___ MATERIAL SUPPLIED ___
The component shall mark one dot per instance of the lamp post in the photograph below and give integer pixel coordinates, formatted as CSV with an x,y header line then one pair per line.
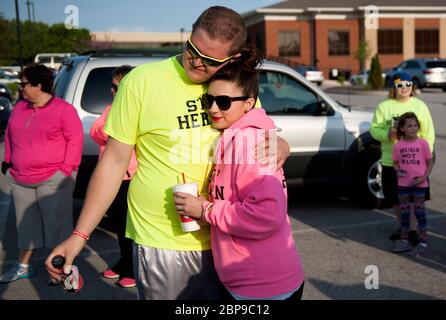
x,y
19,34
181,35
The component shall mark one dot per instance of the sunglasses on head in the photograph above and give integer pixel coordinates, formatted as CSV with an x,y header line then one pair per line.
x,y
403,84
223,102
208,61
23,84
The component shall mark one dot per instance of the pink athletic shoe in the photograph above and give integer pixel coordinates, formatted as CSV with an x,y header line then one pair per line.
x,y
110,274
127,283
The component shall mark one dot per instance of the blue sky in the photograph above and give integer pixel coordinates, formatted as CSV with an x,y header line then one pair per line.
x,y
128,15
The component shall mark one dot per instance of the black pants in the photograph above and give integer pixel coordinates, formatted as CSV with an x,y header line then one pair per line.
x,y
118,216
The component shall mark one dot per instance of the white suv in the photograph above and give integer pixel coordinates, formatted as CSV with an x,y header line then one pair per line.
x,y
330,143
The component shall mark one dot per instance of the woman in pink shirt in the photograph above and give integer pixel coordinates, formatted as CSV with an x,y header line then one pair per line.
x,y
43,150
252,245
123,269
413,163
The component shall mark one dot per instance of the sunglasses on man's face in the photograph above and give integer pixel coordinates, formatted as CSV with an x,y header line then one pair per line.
___
-- TASK BRIEF --
Give back exactly the lines that run from the line with "The component shall mark one dot per instance of the white" through the close of the material, counting both ends, and nothing more.

-- OUTPUT OF THE TASK --
The component shall mark one dot per instance of the white suv in the photograph above and give integer pixel coordinates, formatted as CSV with an x,y header line then one pair per line.
x,y
330,143
The component shall mark one dot per instance of the woman in pink shirt in the photograph above and give integer pixel coordinates, formatted as CSV with an x,y header line then one pair per line.
x,y
43,150
252,245
123,269
413,163
The component shall mark one dot per instance of the sunglasses on man's face in the photograph above and give integer pixel coordinates, formatted as CSV with an x,y header line then one pair per line.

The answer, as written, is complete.